> What is being asked
Exactly repeat all the records below, omitting the images they hold.

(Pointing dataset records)
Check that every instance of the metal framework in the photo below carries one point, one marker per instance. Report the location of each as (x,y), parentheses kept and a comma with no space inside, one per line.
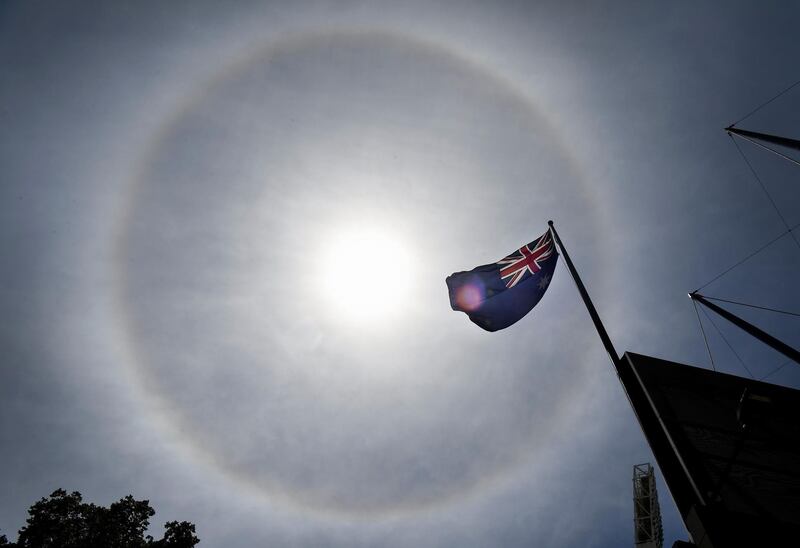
(647,528)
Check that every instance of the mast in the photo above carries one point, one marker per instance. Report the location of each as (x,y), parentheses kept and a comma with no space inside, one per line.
(749,328)
(756,138)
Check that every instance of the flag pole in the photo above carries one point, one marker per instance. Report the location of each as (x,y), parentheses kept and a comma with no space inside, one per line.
(598,324)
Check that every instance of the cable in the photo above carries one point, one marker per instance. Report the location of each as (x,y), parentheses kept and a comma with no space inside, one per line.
(764,188)
(765,147)
(781,366)
(754,306)
(749,114)
(705,339)
(729,344)
(753,254)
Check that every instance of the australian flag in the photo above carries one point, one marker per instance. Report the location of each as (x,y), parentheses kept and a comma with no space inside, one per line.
(497,295)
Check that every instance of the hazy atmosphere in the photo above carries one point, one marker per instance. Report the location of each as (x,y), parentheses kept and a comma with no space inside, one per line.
(225,231)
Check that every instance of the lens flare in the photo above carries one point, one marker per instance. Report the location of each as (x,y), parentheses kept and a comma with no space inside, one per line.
(470,296)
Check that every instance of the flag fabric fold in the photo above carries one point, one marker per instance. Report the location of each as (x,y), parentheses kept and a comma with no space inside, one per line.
(497,295)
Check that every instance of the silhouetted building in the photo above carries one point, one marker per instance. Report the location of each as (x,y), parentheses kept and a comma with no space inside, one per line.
(647,529)
(728,447)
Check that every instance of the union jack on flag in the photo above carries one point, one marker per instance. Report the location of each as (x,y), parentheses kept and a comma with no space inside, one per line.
(528,259)
(497,295)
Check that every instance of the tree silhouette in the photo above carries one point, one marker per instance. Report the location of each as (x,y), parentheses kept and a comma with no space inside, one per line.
(63,520)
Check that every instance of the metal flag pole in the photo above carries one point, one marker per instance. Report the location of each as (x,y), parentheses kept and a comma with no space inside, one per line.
(749,328)
(598,324)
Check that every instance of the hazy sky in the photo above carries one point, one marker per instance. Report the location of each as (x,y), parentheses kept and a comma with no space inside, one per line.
(225,231)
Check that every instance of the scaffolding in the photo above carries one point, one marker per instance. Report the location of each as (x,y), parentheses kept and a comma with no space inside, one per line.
(647,528)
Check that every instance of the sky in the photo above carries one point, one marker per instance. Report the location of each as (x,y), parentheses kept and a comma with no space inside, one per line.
(225,230)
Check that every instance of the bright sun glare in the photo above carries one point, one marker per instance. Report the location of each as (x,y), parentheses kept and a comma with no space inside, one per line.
(369,274)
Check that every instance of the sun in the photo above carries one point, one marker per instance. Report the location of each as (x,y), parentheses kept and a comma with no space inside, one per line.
(368,274)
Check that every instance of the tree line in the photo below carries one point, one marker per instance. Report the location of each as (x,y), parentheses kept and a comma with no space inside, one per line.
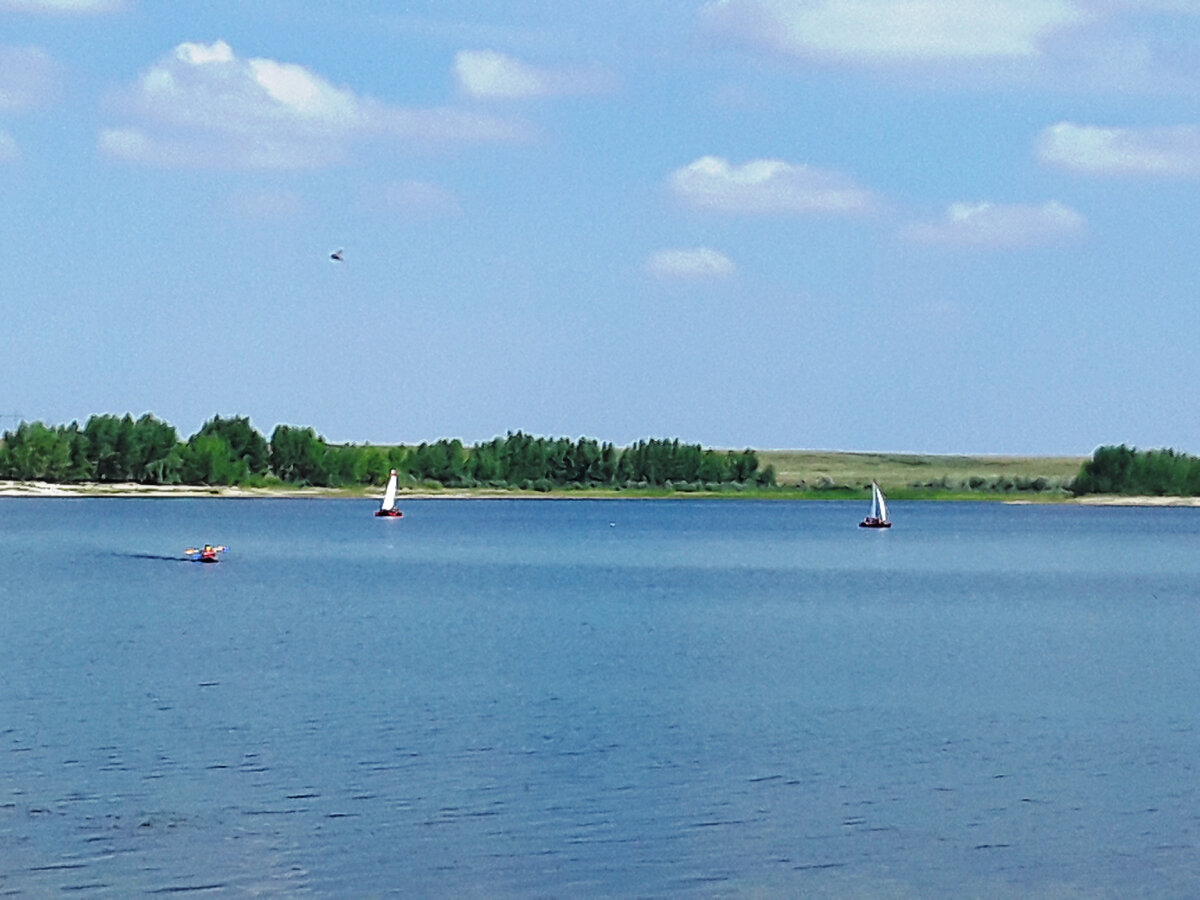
(232,451)
(1146,473)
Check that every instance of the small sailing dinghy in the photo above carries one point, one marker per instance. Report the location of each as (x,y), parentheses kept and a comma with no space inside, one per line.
(388,508)
(879,516)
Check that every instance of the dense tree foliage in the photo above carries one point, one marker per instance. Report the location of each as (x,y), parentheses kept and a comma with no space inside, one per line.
(1127,471)
(231,451)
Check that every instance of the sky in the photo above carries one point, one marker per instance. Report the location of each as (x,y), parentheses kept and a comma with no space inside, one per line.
(930,226)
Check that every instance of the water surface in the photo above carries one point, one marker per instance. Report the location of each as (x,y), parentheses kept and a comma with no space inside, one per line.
(594,697)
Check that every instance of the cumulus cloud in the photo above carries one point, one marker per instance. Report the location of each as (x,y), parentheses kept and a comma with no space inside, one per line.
(202,105)
(999,226)
(1095,150)
(29,78)
(64,7)
(768,186)
(9,149)
(887,31)
(691,264)
(489,75)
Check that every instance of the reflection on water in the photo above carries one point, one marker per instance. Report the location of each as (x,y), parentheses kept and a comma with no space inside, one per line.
(513,699)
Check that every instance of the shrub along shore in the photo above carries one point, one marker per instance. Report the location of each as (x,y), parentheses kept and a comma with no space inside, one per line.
(120,455)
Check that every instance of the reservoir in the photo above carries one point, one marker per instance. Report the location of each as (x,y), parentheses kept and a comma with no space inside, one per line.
(511,699)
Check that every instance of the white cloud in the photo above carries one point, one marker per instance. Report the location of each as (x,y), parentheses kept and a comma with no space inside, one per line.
(1095,150)
(886,31)
(489,75)
(9,149)
(66,7)
(29,77)
(768,186)
(695,264)
(204,106)
(999,226)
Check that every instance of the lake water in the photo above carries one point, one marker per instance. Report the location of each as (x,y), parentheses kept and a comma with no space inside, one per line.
(598,699)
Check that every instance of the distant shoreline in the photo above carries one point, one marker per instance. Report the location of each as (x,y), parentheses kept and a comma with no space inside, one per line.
(95,490)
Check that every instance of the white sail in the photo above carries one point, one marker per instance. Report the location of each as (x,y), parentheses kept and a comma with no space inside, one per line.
(389,495)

> Response to the exercise
Check that every instance of the metal framework in the photo below carries one point, one marker per instance. Report the location of each as (x,y), parentheses kept and a comma with no space inside, one per line.
(647,528)
Check that every instance of the mast in the photo above carries one point, one marker per instance. Report the location of each as (x,y), parentheses kept and a comma with no space inside, one per line.
(749,328)
(756,138)
Check that every instance of the flag pole in the photo above carries one point, one marker per instance. Report the location of each as (x,y), parentheses kept and a comma with no space inside, one per line.
(598,324)
Check that every instance of the cable in the photo above carries one point, one marker per instance. Report the location of each as (x,y), parentheses kept and a comma with no space inside, one per line.
(764,188)
(765,147)
(781,366)
(754,306)
(749,114)
(705,339)
(729,344)
(753,254)
Check that every instance of the australian flag in the photo above carries one point, one marker per instance. Report the location of each as (x,y), parentheses kept and a comma with no space inside, one per line.
(497,295)
Check that every instance of the hazy atmosphere in the photo above carries one point, one marker per instance. Report the location of each as (x,y), parentheses kept and a comma with no space inside, one per line.
(225,231)
Check that every instance of the lens flare in the photo above carries one point, one marker per instance. Report the location of each as (x,y), parentheses kept and a comma with no space inside, one per line.
(470,296)
Check that every instance of the flag fabric fold in the photo above carries one point, one marker per instance. Report the location of each as (x,y), parentheses kept and a comma with no space inside, one per line.
(497,295)
Check that every instance of the silhouetted building in the photo above carries one point, one marker per instance. Report the location of each as (x,y), parentheses kept and a comma with no space inside, one per line.
(647,529)
(728,447)
Check that every instance of the union jack on flag in the photo above carries one point, one marker per instance. Report the location of each as (x,y), parentheses kept and a comma with no space inside, one per line.
(528,259)
(497,295)
Check that every instance of the tree silhouette in the photo above carries one point, one marker per instance. Report the location of each as (x,y), parentheses kept and a comma with no space inside, one per line.
(63,520)
Check that every instance of the metal flag pole in the photo above carries one point, one marker per instance. Report the location of each as (x,y), parentheses kept and a comma with no space inside, one per line.
(749,328)
(598,324)
Check that every instance of the hazy sky in the photo above carries one point, one marker per instance. Report the location of each as (x,y), parentheses kept and a comma with no space inside, one per line.
(225,231)
Check that every instance of the scaffolding in the photo above carries one point, one marker per instance. Report the location of each as (x,y), parentheses kept and a comma with no space inside, one per line.
(647,528)
Check that every instance of the sky in the photo above carries one point, one marker per instance. Report the location of each as (x,y), parentheses kept and a comma with no space inside, one per line.
(225,230)
Check that every instance of the bright sun glare in the photo above carries one point, one marker per instance. Report the location of each as (x,y), parentheses kept and a comma with no space inside, one per line.
(369,274)
Check that every instance of the sun in the photo above carries one point, one marker per instance. Report the location of each as (x,y), parentheses kept and a comma with no space inside, one per line.
(368,274)
Check that every instance of the tree line in the photo below carries one point, one marker per instance. Report the location of each as (x,y), parentheses kept and a comma with no space inside, one per line.
(232,451)
(1146,473)
Check that every instance of the small sailing dinghy in the photo above carries one point, one marker per instance. Report the location of each as (x,y), parentheses kept and a comma with no space inside, one per line.
(388,508)
(879,516)
Check that every instance of the dense tree foliage in the photo above carries one point, one marker per instance. Report the location of each as (x,y), parentheses kept and a comma with no space inside, one per line.
(1127,471)
(231,451)
Check that every instance of the sky in the photo above carries one point, one marker per instance. Report the location of each as (x,y), parentheses kept and a comma with no space inside, one per line.
(930,226)
Check that every instance of the water surface in the photo above carries one point, one marker per instance. Report the location of each as (x,y), parentheses kept and a comma with no space inside, one per line.
(594,697)
Check that every instance of the cumulus cloud in the photo above carries one point, one marker per instance. Report the location of each as (x,y), parentheses kept and a comma with no space inside, one per line.
(202,105)
(999,226)
(1095,150)
(29,78)
(64,7)
(768,186)
(9,149)
(887,31)
(691,264)
(489,75)
Check that every instance of the reflection on water in the photo above carries one point, one marker per instance. Report the location of each as (x,y), parentheses kept and a comma with no space inside, one per line.
(513,699)
Check that every instance of the shrub along shore in the photo above carries one point, one marker per instance. Report the location of each as (x,y), parentheses kept and a comma with no space inside, one per line.
(120,455)
Check that every instance of the reservoir in the photo above carries one point, one marker per instance. Report the location of each as (x,y), parentheses kept and a comma with no space inside, one per line.
(511,699)
Check that every instance of the white cloud in the photo above carries one point, one marker per instance. Report the location of each as (x,y), parentheses kept and a comma with no space inside, one per line.
(1095,150)
(886,31)
(489,75)
(9,149)
(66,7)
(29,77)
(768,186)
(695,264)
(204,106)
(999,226)
Check that every instance of the lake water in the photo above carries one point, one marker per instance. Report the location of each as (x,y), parentheses kept and a comma with no space inside, one per line.
(598,699)
Check that every instance of the distant shoreline in the photo above carries one point, one marker per instance. Report the location of each as (x,y), parentheses kept and a comma with no space inside, one per line.
(95,490)
Check that every instance of the white sail in the photo above carries one point, one marker per instance. Report the location of each as (x,y), parentheses kept and a comma with no space inside, one per line.
(389,495)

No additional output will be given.